_Records to use:_
[Start of Attachment]

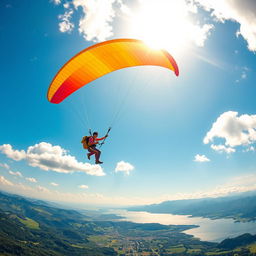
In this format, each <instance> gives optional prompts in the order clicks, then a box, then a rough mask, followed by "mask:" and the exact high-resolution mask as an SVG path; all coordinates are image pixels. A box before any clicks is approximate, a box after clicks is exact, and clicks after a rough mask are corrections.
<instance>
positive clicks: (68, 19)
mask: <svg viewBox="0 0 256 256" xmlns="http://www.w3.org/2000/svg"><path fill="white" fill-rule="evenodd" d="M72 14H73V10H68V11H65V13H64V14H62V15H59V19H60V20H61V22H60V23H59V30H60V32H62V33H65V32H67V33H70V32H71V31H72V30H73V29H74V24H73V23H72V22H71V18H72Z"/></svg>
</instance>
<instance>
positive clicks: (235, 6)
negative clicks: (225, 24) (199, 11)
mask: <svg viewBox="0 0 256 256" xmlns="http://www.w3.org/2000/svg"><path fill="white" fill-rule="evenodd" d="M194 2H195V3H196V4H198V5H199V6H201V7H203V8H204V9H205V10H206V11H209V12H210V13H211V15H212V16H213V17H214V18H215V19H217V20H218V21H220V22H224V21H225V20H231V21H235V22H237V23H238V24H239V25H240V27H239V30H238V31H237V33H236V34H237V36H238V35H241V36H242V37H243V38H244V39H245V40H246V41H247V44H248V48H249V50H251V51H256V1H255V0H214V1H212V0H194Z"/></svg>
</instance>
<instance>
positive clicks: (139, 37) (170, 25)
mask: <svg viewBox="0 0 256 256" xmlns="http://www.w3.org/2000/svg"><path fill="white" fill-rule="evenodd" d="M187 8H188V7H187V6H186V4H185V3H184V2H183V1H170V0H141V1H140V5H139V6H138V7H137V9H136V10H133V12H132V14H131V24H130V33H131V35H132V36H133V37H135V38H138V39H141V40H143V41H144V42H145V43H147V44H148V45H149V46H150V47H152V48H161V49H165V50H167V51H169V52H170V53H173V54H175V55H176V56H177V55H180V54H181V53H182V51H184V50H185V48H186V44H187V43H188V41H189V34H190V33H191V28H192V24H191V22H190V21H189V18H188V17H187V13H188V11H187Z"/></svg>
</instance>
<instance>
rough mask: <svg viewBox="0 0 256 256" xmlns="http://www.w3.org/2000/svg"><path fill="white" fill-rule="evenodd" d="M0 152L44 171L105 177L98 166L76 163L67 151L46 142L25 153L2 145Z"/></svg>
mask: <svg viewBox="0 0 256 256" xmlns="http://www.w3.org/2000/svg"><path fill="white" fill-rule="evenodd" d="M0 152H2V153H3V154H5V155H6V156H7V157H9V158H11V159H13V160H16V161H20V160H23V159H24V160H26V161H27V162H28V164H29V165H30V166H33V167H39V168H40V169H42V170H44V171H49V170H52V171H55V172H60V173H73V172H75V171H79V172H84V173H86V174H89V175H95V176H104V175H105V173H104V172H103V169H102V168H101V167H100V166H99V165H91V164H89V163H82V162H78V161H77V160H76V158H75V157H74V156H71V155H69V154H68V153H67V150H65V149H63V148H61V147H60V146H53V145H52V144H50V143H46V142H41V143H39V144H35V145H34V146H30V147H28V149H27V151H26V152H25V151H24V150H21V151H18V150H13V148H12V146H11V145H9V144H4V145H2V146H0Z"/></svg>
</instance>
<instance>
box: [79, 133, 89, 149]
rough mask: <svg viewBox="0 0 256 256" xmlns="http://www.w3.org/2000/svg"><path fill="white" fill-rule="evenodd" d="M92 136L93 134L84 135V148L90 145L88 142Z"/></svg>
mask: <svg viewBox="0 0 256 256" xmlns="http://www.w3.org/2000/svg"><path fill="white" fill-rule="evenodd" d="M90 137H91V136H84V137H83V138H82V141H81V143H82V144H83V147H84V149H88V147H89V145H88V143H89V139H90Z"/></svg>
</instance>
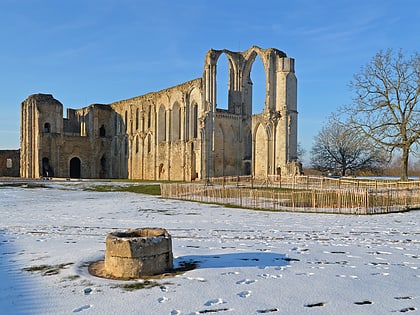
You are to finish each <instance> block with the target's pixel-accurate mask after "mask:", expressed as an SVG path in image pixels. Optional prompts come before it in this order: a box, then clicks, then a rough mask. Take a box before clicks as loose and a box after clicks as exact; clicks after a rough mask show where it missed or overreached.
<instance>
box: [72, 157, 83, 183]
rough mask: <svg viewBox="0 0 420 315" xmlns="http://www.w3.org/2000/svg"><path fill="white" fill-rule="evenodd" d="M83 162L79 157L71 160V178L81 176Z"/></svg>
mask: <svg viewBox="0 0 420 315" xmlns="http://www.w3.org/2000/svg"><path fill="white" fill-rule="evenodd" d="M80 166H81V162H80V159H79V158H78V157H74V158H72V159H71V160H70V178H81V177H82V176H81V167H80Z"/></svg>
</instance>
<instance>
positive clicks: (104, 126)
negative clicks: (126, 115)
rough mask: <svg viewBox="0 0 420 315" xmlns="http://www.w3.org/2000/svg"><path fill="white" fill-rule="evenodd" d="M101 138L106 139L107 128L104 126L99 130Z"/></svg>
mask: <svg viewBox="0 0 420 315" xmlns="http://www.w3.org/2000/svg"><path fill="white" fill-rule="evenodd" d="M99 137H101V138H104V137H105V126H104V125H102V126H101V128H99Z"/></svg>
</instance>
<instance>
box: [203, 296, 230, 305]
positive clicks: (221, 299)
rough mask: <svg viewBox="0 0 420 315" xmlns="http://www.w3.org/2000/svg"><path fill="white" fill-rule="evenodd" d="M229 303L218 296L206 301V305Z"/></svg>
mask: <svg viewBox="0 0 420 315" xmlns="http://www.w3.org/2000/svg"><path fill="white" fill-rule="evenodd" d="M225 303H227V302H226V301H223V299H222V298H218V299H214V300H209V301H207V302H206V303H204V305H205V306H213V305H218V304H225Z"/></svg>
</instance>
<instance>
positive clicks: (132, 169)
mask: <svg viewBox="0 0 420 315" xmlns="http://www.w3.org/2000/svg"><path fill="white" fill-rule="evenodd" d="M222 54H225V55H226V57H227V60H228V68H229V69H228V107H227V109H221V108H218V104H217V103H216V93H217V91H216V88H217V82H216V70H217V63H218V59H219V57H220V56H221V55H222ZM256 58H260V60H261V61H262V64H263V66H264V70H265V78H266V79H265V89H266V98H265V108H264V109H263V110H262V112H261V113H260V114H252V106H253V104H252V87H253V83H252V81H251V70H252V65H253V63H254V61H255V59H256ZM297 115H298V113H297V81H296V77H295V71H294V59H292V58H288V57H287V56H286V54H285V53H284V52H282V51H280V50H277V49H274V48H270V49H261V48H259V47H256V46H253V47H251V48H250V49H248V50H246V51H244V52H232V51H229V50H213V49H210V50H209V51H208V52H207V54H206V56H205V61H204V71H203V76H202V77H201V78H197V79H194V80H191V81H188V82H185V83H182V84H180V85H177V86H174V87H170V88H167V89H165V90H162V91H159V92H153V93H149V94H146V95H142V96H137V97H134V98H131V99H127V100H122V101H118V102H115V103H112V104H107V105H104V104H92V105H89V106H87V107H84V108H81V109H68V110H67V117H66V118H63V105H62V104H61V103H60V102H59V101H58V100H56V99H54V98H53V96H52V95H48V94H35V95H31V96H29V97H28V98H27V99H26V100H25V101H23V102H22V104H21V143H20V148H21V155H20V174H21V177H26V178H39V177H64V178H129V179H148V180H182V181H190V180H196V179H206V178H208V177H219V176H231V175H233V176H236V175H253V176H255V177H256V178H264V177H266V176H267V175H275V174H282V175H285V174H290V173H295V172H298V171H299V167H298V165H299V163H297Z"/></svg>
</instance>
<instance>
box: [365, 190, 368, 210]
mask: <svg viewBox="0 0 420 315" xmlns="http://www.w3.org/2000/svg"><path fill="white" fill-rule="evenodd" d="M368 207H369V191H368V189H367V188H366V189H365V214H367V213H368Z"/></svg>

[End of Attachment]

_Work required:_ Reproduce every record above word for word. Leave the pictures out.

_Solved exercise:_
In this format, each <instance> gives optional prompts in the order clicks, then a box, then a rough mask, followed by "mask:" and the exact high-resolution mask as an SVG path; all coordinates are image pixels. A box before any clicks is approximate, a box after clicks is exact, and clicks after a rough mask are corrections.
<instance>
positive clicks: (68, 19)
mask: <svg viewBox="0 0 256 256" xmlns="http://www.w3.org/2000/svg"><path fill="white" fill-rule="evenodd" d="M72 14H73V10H68V11H65V13H64V14H62V15H59V19H60V20H61V22H60V23H59V30H60V32H62V33H65V32H67V33H70V32H71V31H72V30H73V29H74V24H73V23H72V22H71V18H72Z"/></svg>
</instance>
<instance>
positive clicks: (235, 6)
negative clicks: (225, 24) (199, 11)
mask: <svg viewBox="0 0 256 256" xmlns="http://www.w3.org/2000/svg"><path fill="white" fill-rule="evenodd" d="M194 2H195V3H196V4H198V5H199V6H201V7H203V8H204V9H205V10H206V11H209V12H210V13H211V15H212V16H213V17H214V18H215V19H217V20H218V21H220V22H224V21H225V20H231V21H235V22H237V23H238V24H239V25H240V27H239V30H238V31H237V33H236V34H237V36H238V35H241V36H242V37H243V38H244V39H245V40H246V41H247V44H248V48H249V50H251V51H256V1H255V0H214V1H212V0H194Z"/></svg>
</instance>
<instance>
positive clicks: (139, 37) (170, 25)
mask: <svg viewBox="0 0 256 256" xmlns="http://www.w3.org/2000/svg"><path fill="white" fill-rule="evenodd" d="M187 8H188V7H187V6H186V4H185V3H184V2H183V1H170V0H141V1H140V5H139V6H138V7H137V9H136V10H133V12H132V14H131V24H130V33H131V35H132V36H133V37H135V38H138V39H141V40H143V41H144V42H145V43H147V44H148V45H149V46H150V47H152V48H161V49H165V50H167V51H169V52H170V53H173V54H175V55H176V56H177V55H180V54H181V53H182V51H184V50H185V48H186V44H187V43H188V41H189V34H190V33H191V28H192V24H191V22H190V21H189V18H188V17H187V13H188V11H187Z"/></svg>
</instance>
<instance>
rough mask: <svg viewBox="0 0 256 256" xmlns="http://www.w3.org/2000/svg"><path fill="white" fill-rule="evenodd" d="M0 152L44 171L105 177L98 166L76 163L67 151L46 142L25 153L2 145Z"/></svg>
mask: <svg viewBox="0 0 256 256" xmlns="http://www.w3.org/2000/svg"><path fill="white" fill-rule="evenodd" d="M0 152H2V153H3V154H5V155H6V156H7V157H9V158H11V159H13V160H16V161H20V160H23V159H24V160H26V161H27V162H28V164H29V165H30V166H33V167H39V168H40V169H42V170H44V171H49V170H52V171H55V172H60V173H73V172H75V171H79V172H84V173H86V174H89V175H95V176H104V175H105V173H104V172H103V169H102V168H101V167H100V166H99V165H91V164H89V163H82V162H78V161H77V160H76V158H75V157H74V156H71V155H69V154H68V153H67V150H65V149H63V148H61V147H60V146H53V145H52V144H50V143H46V142H41V143H39V144H35V145H34V146H30V147H28V149H27V151H26V152H25V151H24V150H21V151H18V150H13V148H12V146H11V145H9V144H4V145H2V146H0Z"/></svg>
</instance>
<instance>
box: [79, 133, 89, 149]
rough mask: <svg viewBox="0 0 256 256" xmlns="http://www.w3.org/2000/svg"><path fill="white" fill-rule="evenodd" d="M92 136L93 134L84 135V148L90 145L88 142Z"/></svg>
mask: <svg viewBox="0 0 256 256" xmlns="http://www.w3.org/2000/svg"><path fill="white" fill-rule="evenodd" d="M90 137H91V136H84V137H83V138H82V141H81V143H82V144H83V147H84V149H88V147H89V145H88V143H89V139H90Z"/></svg>
</instance>
You are to finish each <instance> block with the target's pixel-accurate mask after "mask:", expressed as an SVG path in image pixels. Optional prompts come before it in this order: a box, then clicks, then a rough mask. Take a box before clicks as loose and a box after clicks as exact; clicks after a rough mask show where it missed or overreached.
<instance>
box: [72, 157, 83, 183]
rough mask: <svg viewBox="0 0 420 315" xmlns="http://www.w3.org/2000/svg"><path fill="white" fill-rule="evenodd" d="M83 162L79 157L71 160V178L81 176Z"/></svg>
mask: <svg viewBox="0 0 420 315" xmlns="http://www.w3.org/2000/svg"><path fill="white" fill-rule="evenodd" d="M80 166H81V162H80V159H79V158H78V157H74V158H72V159H71V160H70V178H81V177H82V176H81V167H80Z"/></svg>
</instance>
<instance>
positive clicks: (104, 126)
negative clicks: (126, 115)
rough mask: <svg viewBox="0 0 420 315" xmlns="http://www.w3.org/2000/svg"><path fill="white" fill-rule="evenodd" d="M101 138L106 139L107 128L104 126L99 130Z"/></svg>
mask: <svg viewBox="0 0 420 315" xmlns="http://www.w3.org/2000/svg"><path fill="white" fill-rule="evenodd" d="M99 137H101V138H104V137H105V126H104V125H102V126H101V128H99Z"/></svg>
</instance>
<instance>
box: [203, 296, 230, 305]
positive clicks: (221, 299)
rough mask: <svg viewBox="0 0 420 315" xmlns="http://www.w3.org/2000/svg"><path fill="white" fill-rule="evenodd" d="M229 303L218 296L206 301V305Z"/></svg>
mask: <svg viewBox="0 0 420 315" xmlns="http://www.w3.org/2000/svg"><path fill="white" fill-rule="evenodd" d="M225 303H227V302H226V301H223V299H222V298H218V299H214V300H209V301H207V302H206V303H204V305H205V306H213V305H218V304H225Z"/></svg>
</instance>
<instance>
positive clicks: (132, 169)
mask: <svg viewBox="0 0 420 315" xmlns="http://www.w3.org/2000/svg"><path fill="white" fill-rule="evenodd" d="M222 54H225V55H226V57H227V60H228V68H229V69H228V107H227V109H221V108H218V104H217V103H216V93H217V91H216V88H217V82H216V70H217V63H218V59H219V57H220V56H221V55H222ZM256 58H260V60H261V61H262V64H263V66H264V70H265V78H266V79H265V89H266V98H265V108H264V109H263V110H262V112H261V113H260V114H252V106H253V104H252V87H253V83H252V81H251V70H252V65H253V63H254V61H255V59H256ZM297 115H298V113H297V81H296V77H295V71H294V59H292V58H288V57H287V56H286V54H285V53H284V52H282V51H280V50H277V49H274V48H270V49H261V48H259V47H256V46H253V47H251V48H250V49H248V50H246V51H244V52H232V51H229V50H213V49H210V50H209V51H208V52H207V54H206V56H205V61H204V71H203V76H202V77H201V78H197V79H194V80H191V81H188V82H185V83H182V84H180V85H177V86H174V87H170V88H167V89H165V90H162V91H159V92H153V93H149V94H146V95H142V96H137V97H134V98H131V99H127V100H122V101H118V102H115V103H112V104H107V105H104V104H92V105H89V106H87V107H84V108H81V109H68V110H67V117H66V118H63V105H62V104H61V103H60V102H59V101H58V100H56V99H54V98H53V96H52V95H48V94H35V95H31V96H29V97H28V98H27V99H26V100H25V101H23V102H22V104H21V143H20V148H21V155H20V174H21V177H26V178H39V177H64V178H129V179H148V180H182V181H190V180H196V179H206V178H208V177H219V176H231V175H233V176H236V175H253V176H255V177H256V178H264V177H266V176H267V175H275V174H282V175H285V174H290V173H295V172H298V171H299V167H298V165H299V163H297Z"/></svg>
</instance>
<instance>
box: [365, 190, 368, 210]
mask: <svg viewBox="0 0 420 315" xmlns="http://www.w3.org/2000/svg"><path fill="white" fill-rule="evenodd" d="M368 207H369V191H368V189H367V188H366V189H365V214H367V213H368Z"/></svg>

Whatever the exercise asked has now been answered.